» EXERCISES:
1. In the passage on gender roles, which three traits does Poovey say a "proper lady" should have?
2. Please sum up the passage on gender roles in two sentences.
3. Extend the passage on gender roles beyond its last sentence.
##### SELECTED EXCERPT #####
A ‘proper lady’ is a term that Jane Poovey uses in her book, ‘The Proper Lady and the Woman Writer’. Dressing up properly, being modest, and not having strong views are all traits that Poovey states a ‘proper lady’ should have. The prominence of this paradigm in our society has led to a significant difference in rights over the last few hundred years. As a consequence, this has meant that our society has evolved into a patriarchal society. A patriarchal society is where the majority of influential roles, such as politicians and owners of large companies, are men. Thereby living as part of a patriarchal society, favours those who are born male. Subconciously, those born with male traits are seeing similarities in those who they aspire to be, whereas those who are born female see the most influential people in our society as being men, which subconciously beats them down, and further shapes them into what society deems correct.

Traditionally, there is a big difference between the opportunities that men and women face in their lives, and we can put this down to the different types of upbringing that a person would receive based on their sex. Beauvoir talks about Immanence and Trancendance. People who are born male being encouraged to act with trancendence; to act creatively, productively and to assert dominance and power. Whereas women are expected to act with immanence; to have humility, dpend on others, and to be transfixed on their beauty in order to satisfy the needs and requirements of men. “Men succeed in the world by transcendence, but immanence is the lot of women” (The second Sex, De Beauvoir, 1949)
##### DATA SUPPLIED #####
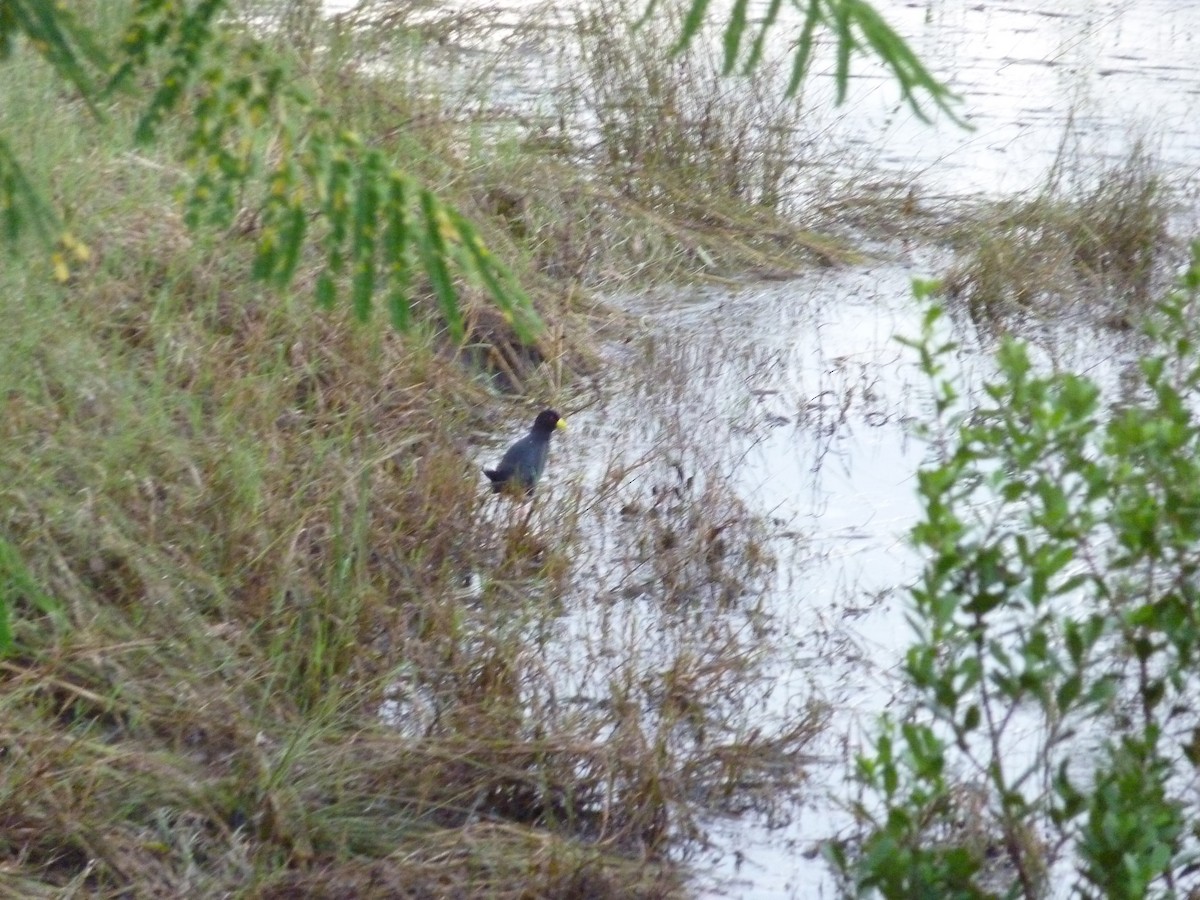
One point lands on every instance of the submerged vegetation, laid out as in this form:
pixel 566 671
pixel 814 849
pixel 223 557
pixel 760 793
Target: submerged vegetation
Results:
pixel 1049 739
pixel 1084 243
pixel 263 630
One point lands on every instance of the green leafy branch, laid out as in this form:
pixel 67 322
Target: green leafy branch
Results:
pixel 857 29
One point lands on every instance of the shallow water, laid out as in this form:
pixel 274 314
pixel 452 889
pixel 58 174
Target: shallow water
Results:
pixel 803 387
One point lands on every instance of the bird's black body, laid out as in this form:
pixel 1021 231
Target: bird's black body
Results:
pixel 525 461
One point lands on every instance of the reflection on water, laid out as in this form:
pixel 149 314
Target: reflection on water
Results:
pixel 802 389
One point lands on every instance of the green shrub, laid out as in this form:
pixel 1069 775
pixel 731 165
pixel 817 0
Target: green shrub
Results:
pixel 1053 726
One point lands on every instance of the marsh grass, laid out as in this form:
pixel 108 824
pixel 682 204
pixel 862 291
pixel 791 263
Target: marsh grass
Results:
pixel 1085 243
pixel 247 655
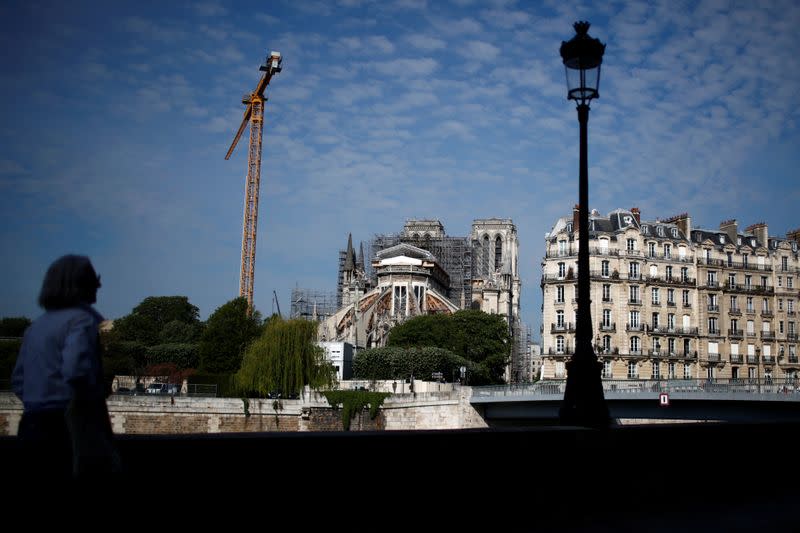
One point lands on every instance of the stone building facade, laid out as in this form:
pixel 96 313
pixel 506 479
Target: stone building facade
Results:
pixel 674 302
pixel 422 270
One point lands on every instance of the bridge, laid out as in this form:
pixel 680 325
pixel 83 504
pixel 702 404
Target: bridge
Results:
pixel 673 399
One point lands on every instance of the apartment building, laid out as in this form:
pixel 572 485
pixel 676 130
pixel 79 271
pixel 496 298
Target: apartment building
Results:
pixel 674 302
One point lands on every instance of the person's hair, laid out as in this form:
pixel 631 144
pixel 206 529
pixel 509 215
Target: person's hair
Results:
pixel 70 281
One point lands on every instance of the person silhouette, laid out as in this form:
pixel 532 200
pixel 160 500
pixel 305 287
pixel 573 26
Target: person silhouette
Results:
pixel 65 429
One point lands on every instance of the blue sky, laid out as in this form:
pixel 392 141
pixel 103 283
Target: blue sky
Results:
pixel 116 117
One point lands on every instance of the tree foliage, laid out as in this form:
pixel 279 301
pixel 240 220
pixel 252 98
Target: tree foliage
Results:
pixel 228 331
pixel 155 314
pixel 472 334
pixel 284 358
pixel 14 326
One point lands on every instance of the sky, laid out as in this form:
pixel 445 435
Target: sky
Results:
pixel 115 118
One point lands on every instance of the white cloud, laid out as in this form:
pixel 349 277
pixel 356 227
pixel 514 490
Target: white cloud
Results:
pixel 425 42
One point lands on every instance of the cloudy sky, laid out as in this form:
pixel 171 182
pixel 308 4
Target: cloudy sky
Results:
pixel 116 118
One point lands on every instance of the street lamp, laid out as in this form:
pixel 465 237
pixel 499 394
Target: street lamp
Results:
pixel 584 403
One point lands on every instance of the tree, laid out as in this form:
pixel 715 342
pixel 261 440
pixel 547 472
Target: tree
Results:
pixel 393 362
pixel 284 358
pixel 472 334
pixel 14 326
pixel 227 333
pixel 151 317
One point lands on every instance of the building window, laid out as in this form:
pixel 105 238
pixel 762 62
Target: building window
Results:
pixel 633 291
pixel 634 319
pixel 635 345
pixel 400 303
pixel 606 369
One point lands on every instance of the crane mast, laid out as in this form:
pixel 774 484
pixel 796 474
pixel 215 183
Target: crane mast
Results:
pixel 254 115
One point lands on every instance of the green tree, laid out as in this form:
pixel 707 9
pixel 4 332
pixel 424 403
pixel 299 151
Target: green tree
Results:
pixel 392 362
pixel 472 334
pixel 227 333
pixel 152 316
pixel 284 358
pixel 14 326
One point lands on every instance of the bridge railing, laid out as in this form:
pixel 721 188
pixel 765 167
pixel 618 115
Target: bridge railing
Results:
pixel 634 386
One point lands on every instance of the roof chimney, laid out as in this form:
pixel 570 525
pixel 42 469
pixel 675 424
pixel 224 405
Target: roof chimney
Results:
pixel 636 214
pixel 760 232
pixel 731 229
pixel 684 223
pixel 575 218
#####
» RESPONSES IN ORDER:
1. Dressing up properly, being modest, and not having strong views.

2. The passage describes Poovey's idea of a "proper lady," who dresses properly, is modest and lacks strong views, and argues that this ideal has produced unequal rights and a patriarchal society in which men hold most influential roles and women are subconsciously shaped by seeing mostly men at the top. Drawing on Beauvoir, it traces the gap in men's and women's opportunities to different upbringings: men are encouraged toward transcendence (creativity, productivity and dominance), while women are expected to act with immanence (humility, dependence on others and a focus on their beauty to satisfy men).

3.
‘Mrs Dalloway’ is a novel written by Virginia Woolf in 1925, and provides us with a representation of some of the views held by Beauvoir. The domination of women through the societal pressures of our patriarchal society is clearly shown to us in the novel with the character development of Clarissa, who in her younger days was smart and free spirited, but is moulded into an example of our societies ‘perfect’ woman. Her and Sally plotted to reform the world together when they were young. When they reunite at Clarissa’s party, they are both married. Something they considered a “catastrophe” as younger women.